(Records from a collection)
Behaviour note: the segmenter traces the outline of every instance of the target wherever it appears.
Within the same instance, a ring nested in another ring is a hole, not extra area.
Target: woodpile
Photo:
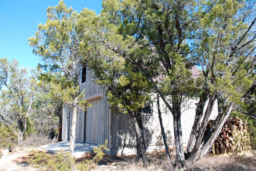
[[[228,119],[215,140],[213,149],[216,154],[239,153],[250,151],[250,137],[247,122],[236,117]]]

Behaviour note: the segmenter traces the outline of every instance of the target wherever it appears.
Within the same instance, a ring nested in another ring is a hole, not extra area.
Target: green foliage
[[[39,24],[35,36],[29,41],[33,53],[44,62],[39,66],[56,74],[44,73],[39,78],[51,85],[49,98],[61,99],[59,104],[67,104],[71,110],[78,106],[85,110],[88,104],[83,99],[84,91],[80,91],[79,79],[81,64],[86,63],[85,57],[80,57],[84,36],[78,22],[81,15],[71,7],[68,8],[62,0],[58,5],[48,7],[47,11],[45,23]]]
[[[11,149],[16,143],[13,132],[8,126],[0,124],[0,148]]]
[[[40,170],[71,171],[76,168],[79,170],[86,171],[88,168],[93,167],[102,160],[104,155],[104,150],[108,151],[108,141],[105,143],[98,145],[99,147],[94,148],[95,156],[92,159],[85,159],[80,162],[76,162],[69,153],[59,151],[56,155],[52,155],[43,151],[32,151],[30,155],[32,158],[28,162]]]
[[[37,84],[37,72],[20,67],[15,60],[9,62],[4,59],[1,62],[1,69],[7,77],[0,90],[0,119],[20,143],[27,130],[28,118],[41,109],[38,104],[42,92]]]
[[[104,144],[98,144],[98,147],[95,147],[93,148],[93,152],[96,154],[93,159],[92,161],[94,162],[96,164],[102,160],[104,156],[104,150],[109,151],[108,148],[108,140],[106,140]]]
[[[35,167],[41,170],[71,171],[75,165],[75,161],[69,153],[60,151],[52,155],[44,151],[33,151],[30,155],[32,157],[28,162],[35,164]]]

▶ Problem details
Retype every line of the data above verbatim, leaving out the pictures.

▶ Finished task
Behaviour note: the segmenter traces the outline of every instance of the target wherever it appears.
Within the same instance, a ring nested in another ring is a hole, not extra area.
Target: woodpile
Photo:
[[[228,119],[215,140],[213,149],[216,154],[239,153],[250,151],[250,137],[247,122],[236,117]]]

Behaviour note: the segmenter traces the outline of every instance of the target wherever it appears.
Within the same instance, a ring nested in another ring is a hole, not extra area.
Target: green foliage
[[[39,24],[35,36],[29,41],[33,53],[44,62],[39,66],[56,74],[44,73],[39,78],[51,85],[49,98],[61,99],[59,104],[67,104],[71,110],[78,106],[85,110],[88,104],[83,99],[84,91],[80,91],[79,79],[81,64],[86,63],[85,57],[80,57],[84,36],[78,22],[81,15],[71,7],[68,8],[62,0],[58,5],[48,7],[47,11],[45,23]]]
[[[11,149],[16,143],[13,132],[8,126],[0,124],[0,148]]]
[[[40,170],[71,171],[76,168],[79,170],[86,171],[88,168],[93,167],[102,160],[104,155],[104,150],[108,151],[108,141],[105,143],[98,145],[99,147],[94,148],[95,156],[92,159],[85,159],[80,162],[76,162],[69,153],[59,151],[56,155],[52,155],[43,151],[32,151],[30,155],[32,158],[28,162]]]
[[[37,84],[37,72],[20,67],[15,60],[9,62],[4,59],[1,62],[1,69],[7,77],[0,90],[0,119],[20,143],[27,130],[28,118],[41,109],[38,104],[42,92]]]
[[[104,144],[98,144],[98,147],[95,147],[93,148],[93,152],[96,154],[93,159],[92,161],[94,162],[96,164],[102,160],[104,156],[104,150],[109,151],[108,148],[108,140],[106,140]]]
[[[35,167],[41,170],[71,171],[75,165],[75,161],[69,153],[60,151],[52,155],[44,151],[33,151],[30,155],[32,157],[28,162],[35,164]]]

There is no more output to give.